• [Written request] Pull out every row below and reproduce each one verbatim, leaving nothing out or changed.

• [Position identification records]
----------

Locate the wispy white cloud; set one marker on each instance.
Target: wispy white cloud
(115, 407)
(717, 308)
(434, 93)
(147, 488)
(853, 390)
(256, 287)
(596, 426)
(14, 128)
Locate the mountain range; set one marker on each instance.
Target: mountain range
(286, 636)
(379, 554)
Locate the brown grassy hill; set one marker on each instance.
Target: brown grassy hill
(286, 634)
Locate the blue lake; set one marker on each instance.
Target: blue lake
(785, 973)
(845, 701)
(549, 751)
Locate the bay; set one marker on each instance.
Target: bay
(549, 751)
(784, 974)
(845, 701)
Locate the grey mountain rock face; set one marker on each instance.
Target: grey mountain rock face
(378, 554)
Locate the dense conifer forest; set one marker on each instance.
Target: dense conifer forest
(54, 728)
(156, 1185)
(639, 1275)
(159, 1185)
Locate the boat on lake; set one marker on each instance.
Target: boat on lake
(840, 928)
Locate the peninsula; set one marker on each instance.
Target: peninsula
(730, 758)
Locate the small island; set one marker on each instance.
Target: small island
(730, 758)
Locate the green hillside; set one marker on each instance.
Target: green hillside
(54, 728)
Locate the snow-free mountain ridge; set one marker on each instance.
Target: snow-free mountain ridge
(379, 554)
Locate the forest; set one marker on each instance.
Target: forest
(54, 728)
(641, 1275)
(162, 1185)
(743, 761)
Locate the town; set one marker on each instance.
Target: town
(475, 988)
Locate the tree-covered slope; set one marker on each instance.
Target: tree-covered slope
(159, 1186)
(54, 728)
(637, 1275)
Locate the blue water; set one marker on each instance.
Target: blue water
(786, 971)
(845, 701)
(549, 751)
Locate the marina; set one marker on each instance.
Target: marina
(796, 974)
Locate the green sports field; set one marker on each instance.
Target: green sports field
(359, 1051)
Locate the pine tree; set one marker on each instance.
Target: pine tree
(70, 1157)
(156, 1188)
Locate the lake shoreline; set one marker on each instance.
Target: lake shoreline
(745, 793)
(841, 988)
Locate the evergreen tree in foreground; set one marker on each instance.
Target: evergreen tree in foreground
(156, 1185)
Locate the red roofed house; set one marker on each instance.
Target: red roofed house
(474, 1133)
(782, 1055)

----------

• [Solution for this task]
Locate the wispy white cloud; set one marker on each instance.
Target: wispy white cloud
(115, 407)
(717, 308)
(434, 93)
(147, 488)
(853, 390)
(256, 287)
(596, 426)
(14, 128)
Locate the mountain range; set one marker on each instance.
Target: mountain range
(286, 636)
(379, 554)
Locate the brown grassy hill; set one marker on each instance.
Target: brown grassy hill
(286, 634)
Locate the blue lake; set one marker on each instance.
Target: blue lake
(785, 973)
(845, 701)
(549, 751)
Locate the bay; set one marker on each instance.
Target: bay
(549, 751)
(784, 974)
(845, 701)
Locate the grey mountain rock face; set one marker on each instance.
Target: grey mountain rock face
(378, 554)
Locate the dense conifer forest; set one marker on each instance.
Target: dense conifer forest
(54, 728)
(156, 1185)
(639, 1275)
(159, 1185)
Locate the boat on lake; set one marker on each instance.
Target: boat on lake
(840, 928)
Locate the peninsula; set one marker on each instance.
Target: peninsula
(730, 758)
Locate the small island; set one marker on each instance.
Target: small island
(730, 758)
Locate the green hillside; set one marker on each instance.
Target: green hillside
(54, 728)
Locate the snow-free mountain ridge; set one marker on each instance.
Target: snow-free mountain ridge
(379, 554)
Locate the forest; set one marker on each instance.
Target: forest
(54, 728)
(641, 1275)
(162, 1185)
(743, 761)
Locate the town; set one marker on each instance.
Target: town
(475, 988)
Locate the tree-covered slope; set one marker on each instance.
Target: tree-covered slope
(159, 1186)
(54, 728)
(637, 1275)
Locate the blue water; set one marker on each instance.
Target: blue water
(786, 971)
(845, 701)
(549, 751)
Locate the marina; set one marker on each instance.
Target: marina
(796, 974)
Locate the green sports field; set one marker on each instance.
Target: green sports field
(359, 1051)
Locate the pine tree; set one marker on each instance.
Target: pine tree
(70, 1157)
(156, 1188)
Locate the lake shoreline; set one marker on each instance.
Target: lake shoreline
(745, 793)
(841, 988)
Locate the evergreen tree in foreground; set one marker on each instance.
Target: evergreen tree in foreground
(156, 1185)
Locate the red roofed house; set one marker on each instance.
Target: red roofed house
(474, 1133)
(782, 1055)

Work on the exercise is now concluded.